--- Begin INPUT ROWS ---
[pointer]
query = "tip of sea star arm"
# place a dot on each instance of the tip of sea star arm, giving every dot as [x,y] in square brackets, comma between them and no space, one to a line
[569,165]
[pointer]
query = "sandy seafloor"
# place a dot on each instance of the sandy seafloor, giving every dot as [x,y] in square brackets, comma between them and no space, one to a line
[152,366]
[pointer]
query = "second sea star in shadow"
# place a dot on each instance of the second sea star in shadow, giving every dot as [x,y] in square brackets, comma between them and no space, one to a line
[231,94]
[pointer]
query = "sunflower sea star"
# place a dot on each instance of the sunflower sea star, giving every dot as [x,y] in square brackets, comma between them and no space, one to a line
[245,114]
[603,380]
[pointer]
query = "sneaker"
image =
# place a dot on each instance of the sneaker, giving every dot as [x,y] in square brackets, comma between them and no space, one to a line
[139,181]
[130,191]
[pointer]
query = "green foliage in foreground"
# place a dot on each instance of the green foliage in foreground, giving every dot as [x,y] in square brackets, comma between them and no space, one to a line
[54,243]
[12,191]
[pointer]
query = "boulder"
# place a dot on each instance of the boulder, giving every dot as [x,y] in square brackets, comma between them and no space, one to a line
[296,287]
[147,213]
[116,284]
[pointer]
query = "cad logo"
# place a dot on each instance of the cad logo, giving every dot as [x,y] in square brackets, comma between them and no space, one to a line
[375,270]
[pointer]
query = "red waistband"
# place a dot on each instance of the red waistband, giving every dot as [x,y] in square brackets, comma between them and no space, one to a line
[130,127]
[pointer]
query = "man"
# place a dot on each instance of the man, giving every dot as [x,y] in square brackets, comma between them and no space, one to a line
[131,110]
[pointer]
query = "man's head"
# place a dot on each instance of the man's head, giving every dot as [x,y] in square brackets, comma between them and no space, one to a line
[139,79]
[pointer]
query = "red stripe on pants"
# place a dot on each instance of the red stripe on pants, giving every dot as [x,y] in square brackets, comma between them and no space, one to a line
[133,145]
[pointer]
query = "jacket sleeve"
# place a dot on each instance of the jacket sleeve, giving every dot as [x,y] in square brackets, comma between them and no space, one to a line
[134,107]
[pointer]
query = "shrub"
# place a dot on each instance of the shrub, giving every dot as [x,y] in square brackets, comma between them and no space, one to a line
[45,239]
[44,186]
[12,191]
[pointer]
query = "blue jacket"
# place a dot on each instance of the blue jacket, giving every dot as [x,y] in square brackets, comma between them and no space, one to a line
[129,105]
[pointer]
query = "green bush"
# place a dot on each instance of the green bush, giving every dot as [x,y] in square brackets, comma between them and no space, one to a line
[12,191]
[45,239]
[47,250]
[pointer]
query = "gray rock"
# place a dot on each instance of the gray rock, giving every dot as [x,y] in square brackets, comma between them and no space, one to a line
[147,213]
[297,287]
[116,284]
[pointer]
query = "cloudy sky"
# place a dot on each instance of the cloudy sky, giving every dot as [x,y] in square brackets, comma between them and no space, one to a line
--- End INPUT ROWS ---
→ **WRITTEN REQUEST**
Here, the records must be output exactly and in full.

→ **WORKED ANSWER**
[pointer]
query = "tip of sea star arm"
# place a dot on each instance of the tip of sea star arm, giving every dot as [x,y] in square brackets, comma between them and no space, one to a line
[569,165]
[pointer]
query = "sandy seafloor"
# place a dot on each instance of the sandy seafloor, giving every dot as [x,y] in square brackets, comma between them and no space, one to a line
[152,366]
[pointer]
query = "second sea star in shadow"
# place a dot on each instance of the second sea star in shadow, giving every dot as [x,y] in square brackets, comma between them and no space, one to a line
[231,94]
[pointer]
query = "sunflower sea star"
# place a dot on each instance of the sunflower sea star, giving every dot as [x,y] in square brackets, comma between them and no space, one to a line
[245,114]
[603,380]
[pointer]
query = "sneaker"
image =
# place a dot on each instance of the sneaker, giving every dot as [x,y] in square brackets, comma between them and no space, one to a line
[139,181]
[130,191]
[pointer]
query = "green foliage in foreground"
# place a dot on each instance of the green foliage in foreground, giving every dot as [x,y] in square brackets, comma between them and no space, one to a line
[54,243]
[12,191]
[pointer]
query = "boulder"
# place a dot on each instance of the boulder, giving every dot as [x,y] in square brackets, comma between them and no space, one to a line
[296,287]
[147,213]
[116,284]
[pointer]
query = "cad logo"
# place a dot on each instance of the cad logo, giving every dot as [x,y] in square brackets, comma between them and no space, one to a line
[375,270]
[pointer]
query = "red waistband"
# place a dot on each instance of the red waistband, giving every dot as [x,y] in square brackets, comma between them and no space, one to a line
[130,127]
[pointer]
query = "man"
# place a dot on each instance of the man, giving every dot as [x,y] in square brackets, comma between them and no space, one to a line
[131,110]
[pointer]
query = "man's head"
# place a dot on each instance of the man's head, giving every dot as [x,y] in square brackets, comma between them and no space, one to a line
[139,79]
[pointer]
query = "red stripe on pants"
# place a dot on each instance of the red stripe on pants, giving every dot as [x,y] in square brackets, comma between them and no space, one to a line
[133,145]
[pointer]
query = "jacket sleeve"
# place a dot on each instance of the jacket sleeve, giving every dot as [x,y] in square brackets, comma between them and no space, one to a line
[134,107]
[pointer]
query = "shrub"
# place a dot on each instance of the shrub, giving every dot as [x,y] in square brackets, comma between them and no space, one to a line
[45,239]
[44,186]
[12,191]
[pointer]
query = "blue jacket"
# place a dot on each instance of the blue jacket, giving every dot as [x,y] in square brackets, comma between them and no space, one to a line
[129,105]
[pointer]
query = "green bush"
# place a dot on each instance of the green bush, giving every dot as [x,y] in square brackets, comma between them and no space, one to a line
[12,191]
[45,239]
[47,250]
[pointer]
query = "gray rock"
# place a dot on each instance of the gray rock, giving every dot as [x,y] in square brackets, comma between them and no space, one to a line
[147,213]
[297,287]
[116,284]
[pointer]
query = "cloudy sky"
# place a dot on each instance of the cloudy sky, giving every dot as [x,y] in square brackets, comma between them and no space, one to a line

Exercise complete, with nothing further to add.